§ **Work to do**: Rewrite the records below, changing every "one point" to "a single point" and keeping everything else the same.

======== Listed records

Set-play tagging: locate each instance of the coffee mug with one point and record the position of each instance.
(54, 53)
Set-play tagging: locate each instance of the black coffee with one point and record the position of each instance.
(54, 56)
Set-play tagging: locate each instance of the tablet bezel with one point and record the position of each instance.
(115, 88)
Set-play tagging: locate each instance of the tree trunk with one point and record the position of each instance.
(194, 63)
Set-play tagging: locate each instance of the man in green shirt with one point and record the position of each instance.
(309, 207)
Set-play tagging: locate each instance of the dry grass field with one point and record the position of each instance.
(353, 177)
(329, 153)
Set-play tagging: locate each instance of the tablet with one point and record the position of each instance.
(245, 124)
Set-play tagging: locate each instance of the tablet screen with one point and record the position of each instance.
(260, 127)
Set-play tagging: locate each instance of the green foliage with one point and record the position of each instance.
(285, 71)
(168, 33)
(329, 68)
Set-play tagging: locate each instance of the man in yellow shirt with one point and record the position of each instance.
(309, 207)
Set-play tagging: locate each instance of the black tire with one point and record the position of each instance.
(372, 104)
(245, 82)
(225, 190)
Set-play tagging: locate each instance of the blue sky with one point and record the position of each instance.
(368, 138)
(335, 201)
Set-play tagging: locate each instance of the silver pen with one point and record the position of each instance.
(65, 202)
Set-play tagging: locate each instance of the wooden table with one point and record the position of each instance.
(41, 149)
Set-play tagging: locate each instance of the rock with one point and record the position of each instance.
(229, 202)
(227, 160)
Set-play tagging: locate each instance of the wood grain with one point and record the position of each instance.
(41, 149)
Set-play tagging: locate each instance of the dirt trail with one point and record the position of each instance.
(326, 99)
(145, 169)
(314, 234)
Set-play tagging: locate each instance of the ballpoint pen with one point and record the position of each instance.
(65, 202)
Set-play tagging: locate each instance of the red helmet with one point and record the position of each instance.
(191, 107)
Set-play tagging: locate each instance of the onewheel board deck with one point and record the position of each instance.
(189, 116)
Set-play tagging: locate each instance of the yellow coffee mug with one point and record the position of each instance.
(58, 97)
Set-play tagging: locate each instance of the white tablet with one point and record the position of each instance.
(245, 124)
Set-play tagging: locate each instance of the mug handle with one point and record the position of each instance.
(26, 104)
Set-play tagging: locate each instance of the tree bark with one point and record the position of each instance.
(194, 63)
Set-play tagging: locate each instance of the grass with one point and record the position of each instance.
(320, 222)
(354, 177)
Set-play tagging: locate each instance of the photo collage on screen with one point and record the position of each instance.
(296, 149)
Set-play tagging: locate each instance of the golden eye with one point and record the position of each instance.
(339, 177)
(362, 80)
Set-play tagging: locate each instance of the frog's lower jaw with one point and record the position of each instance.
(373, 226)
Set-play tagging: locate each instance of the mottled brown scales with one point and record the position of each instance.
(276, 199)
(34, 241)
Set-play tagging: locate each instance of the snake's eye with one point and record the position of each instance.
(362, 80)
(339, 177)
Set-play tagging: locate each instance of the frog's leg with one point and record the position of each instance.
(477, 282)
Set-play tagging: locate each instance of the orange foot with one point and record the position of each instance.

================

§ **Task result**:
Set-play tagging: locate each instance of the coffee mug with a single point and record the position of each instance.
(54, 53)
Set-play tagging: locate each instance of the black coffee with a single point and record the position of each instance.
(54, 56)
Set-play tagging: locate each instance of the tablet bezel with a single point and record the position of each instance.
(115, 88)
Set-play tagging: locate each instance of the tree trunk with a single point and record the position of each instance.
(194, 63)
Set-play tagging: locate each instance of the man in green shirt with a single point and record the position of each instance.
(309, 207)
Set-play tagging: locate each instance of the dry grass field with a single point and record the position of each instance.
(353, 177)
(329, 153)
Set-play tagging: locate each instance of the tablet with a single point and record the position of each instance.
(245, 124)
Set-play tagging: locate each instance of the tablet screen with a single point and record the position of each instance.
(260, 127)
Set-play tagging: locate each instance of the green foliage with a single point and record the position of each instance.
(285, 71)
(168, 33)
(329, 68)
Set-play tagging: locate each instance of the man in yellow shirt with a single point and record the position of each instance.
(309, 207)
Set-play tagging: locate each instance of the black tire with a single point and record the position of each instance.
(372, 104)
(245, 82)
(225, 190)
Set-play tagging: locate each instance of the blue sky with a single point and record the position of each instance.
(368, 138)
(335, 201)
Set-play tagging: locate each instance of the silver pen with a single point and record the position of each instance.
(65, 202)
Set-play tagging: locate each instance of the wooden table with a single point and record the position of each instance.
(41, 149)
Set-play tagging: locate each instance of the rock with a single point and record the position of each instance.
(229, 202)
(227, 160)
Set-play tagging: locate each instance of the wood grain with a single point and record the position of each instance.
(41, 149)
Set-play tagging: locate each instance of the dirt trail with a single point and record the position of each instance.
(326, 99)
(145, 169)
(314, 234)
Set-play tagging: locate each instance of the ballpoint pen with a single point and record the position of each instance.
(65, 202)
Set-play tagging: locate each instance of the red helmet with a single point and record the position of each instance.
(191, 107)
Set-play tagging: locate each instance of the onewheel board deck with a single point and record the position of each instance.
(189, 116)
Set-play tagging: locate each instance of the yellow coffee mug with a single point and record the position of each instance.
(58, 97)
Set-play tagging: locate each instance of the white tablet with a single point and record the position of each instance.
(245, 124)
Set-play tagging: locate each instance of the mug handle with a single point and record the position of each instance.
(26, 104)
Set-play tagging: locate each instance of the tree bark with a single point and record the position of each instance.
(194, 63)
Set-play tagging: locate each instance of the grass with a single point and record the position of each instance.
(320, 222)
(354, 177)
Set-play tagging: locate each instance of the photo collage on screen with a single point and record the position of each instance.
(296, 149)
Set-play tagging: locate each instance of the golden eye with a single point and record the position of each instance.
(339, 177)
(362, 80)
Set-play tagging: locate each instance of the frog's lower jaw with a single point and record the position of each instance.
(373, 226)
Set-play tagging: locate each instance of the mottled brown scales with a single point and record the position of each instance.
(276, 199)
(34, 241)
Set-play tagging: locate each instance of the snake's eye with a single point and record the position of each instance.
(362, 80)
(339, 177)
Set-play tagging: locate each instance of the frog's leg with a single point and record the position of each instance.
(477, 282)
Set-play tagging: locate each instance of the orange foot with a single point and record the position of each instance.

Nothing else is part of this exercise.